Zynga With Friends: Enhancing Server Side Scalability

Words With Friends Engineering

Published in

Zynga Engineering

9 min readDec 9, 2019

Ojas Sangameswara | Principal Software Engineer 1

Introduction

Zynga® With Friends™ (ZWF) is the backend service powering games such as Words with Friends®, Chess with Friends®, and Crosswords With Friends®, handling game data, sending push notifications, and maintaining progression systems amongst many other features in these games. In its ten year existence, we have handled hundreds of billions of moves comprising tens of billions of games across multiple titles, with a constant stream of new features and game modes to support. This has presented a never-ending, but exciting, challenge: How can we minimize disruptions for our players while continuing to add on to an enormous system?

The Challenge

Members of the ZWF team develop and support a monolithic server codebase, which in the past powered as many as seven live game titles. In 2017, the release of Words With Friends 2®, with new features such as Solo Challenge and Lightning Round, as well as Crosswords With Friends, presented an additional challenge to the system.

◆ GIVEN DATA:
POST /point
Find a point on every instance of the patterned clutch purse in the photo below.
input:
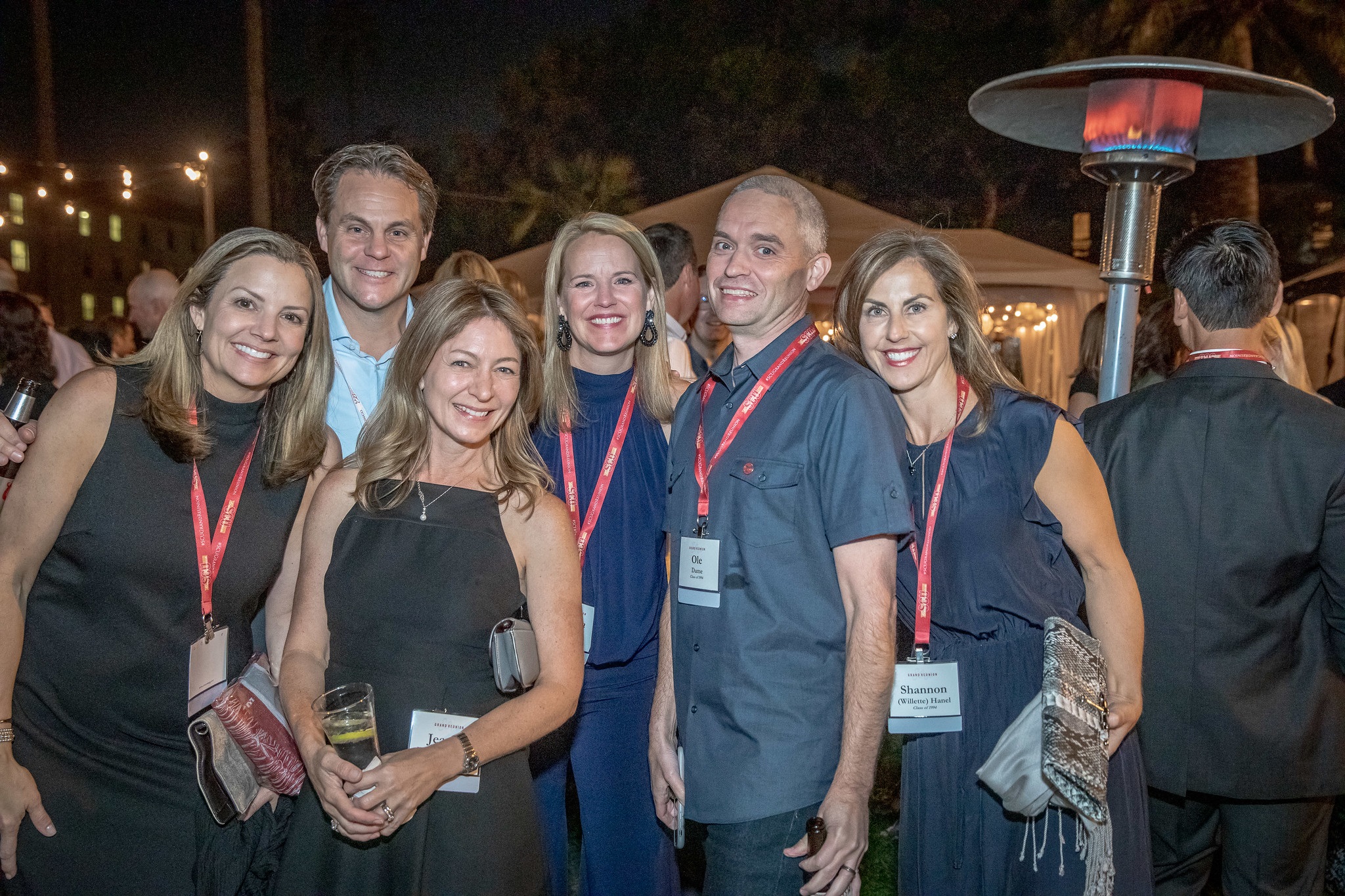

◆ WHAT IS EXPECTED: Quote the Zynga With Friends article from "Introduction" up to and including "an enormous system?". The data has no connection to the Zynga With Friends article.

◆ ANSWER TO THE PROBLEM:
Introduction

Zynga® With Friends™ (ZWF) is the backend service powering games such as Words with Friends®, Chess with Friends®, and Crosswords With Friends®, handling game data, sending push notifications, and maintaining progression systems amongst many other features in these games. In its ten year existence, we have handled hundreds of billions of moves comprising tens of billions of games across multiple titles, with a constant stream of new features and game modes to support. This has presented a never-ending, but exciting, challenge: How can we minimize disruptions for our players while continuing to add on to an enormous system?